— Task material —
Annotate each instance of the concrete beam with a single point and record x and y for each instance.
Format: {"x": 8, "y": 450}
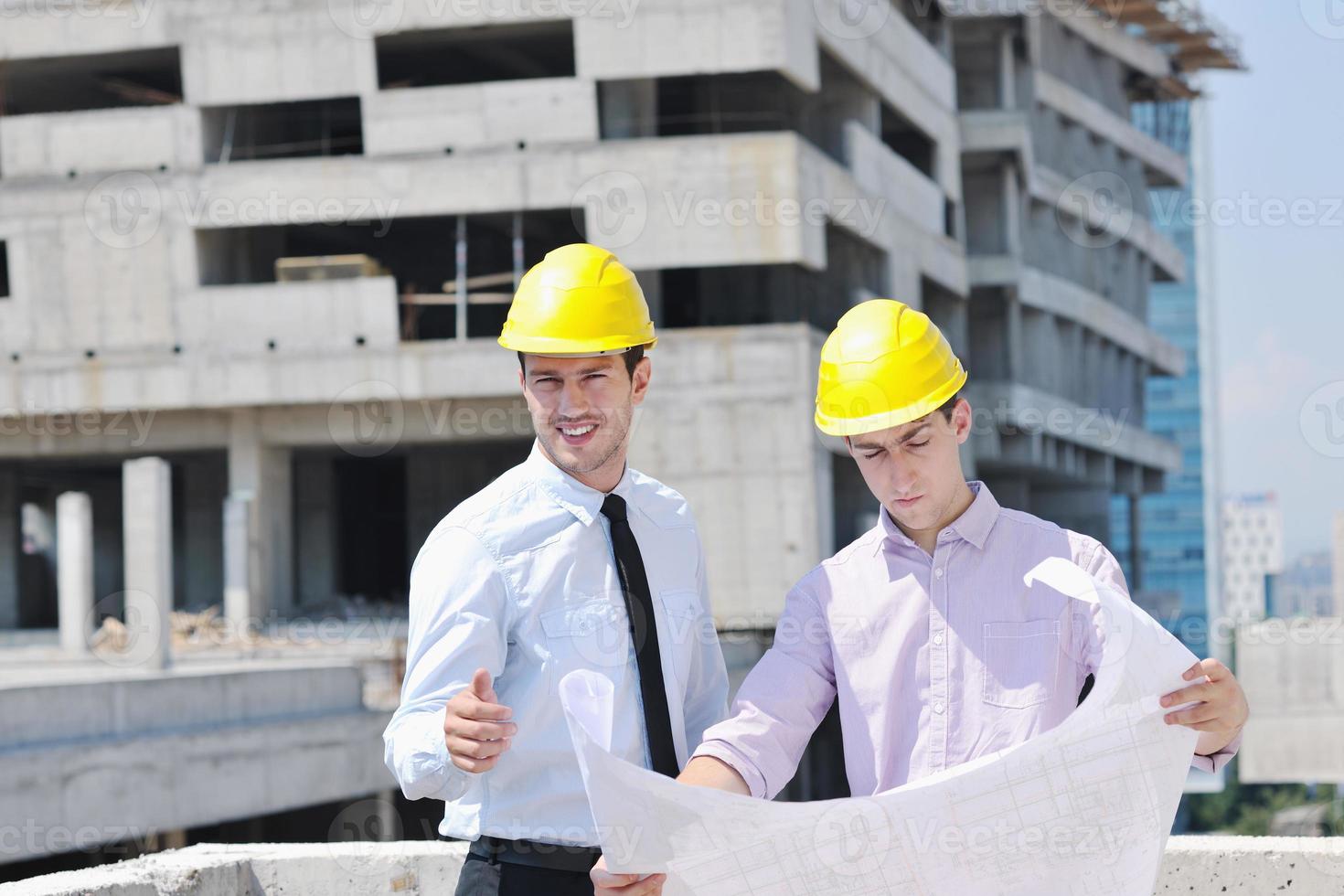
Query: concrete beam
{"x": 1189, "y": 864}
{"x": 1072, "y": 199}
{"x": 1034, "y": 411}
{"x": 260, "y": 477}
{"x": 102, "y": 140}
{"x": 494, "y": 114}
{"x": 1164, "y": 165}
{"x": 1067, "y": 300}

— Work instructions —
Substitute "steel girder" for "concrete beam" throughout the listing above and write it out again with every other line unchanged. Leave the pictures out.

— Right answer —
Annotate each instance of the steel girder with a single point and record x and y for each instance.
Format: {"x": 8, "y": 450}
Query: steel girder
{"x": 1189, "y": 864}
{"x": 1072, "y": 199}
{"x": 1034, "y": 411}
{"x": 260, "y": 477}
{"x": 102, "y": 140}
{"x": 494, "y": 114}
{"x": 1164, "y": 165}
{"x": 1067, "y": 300}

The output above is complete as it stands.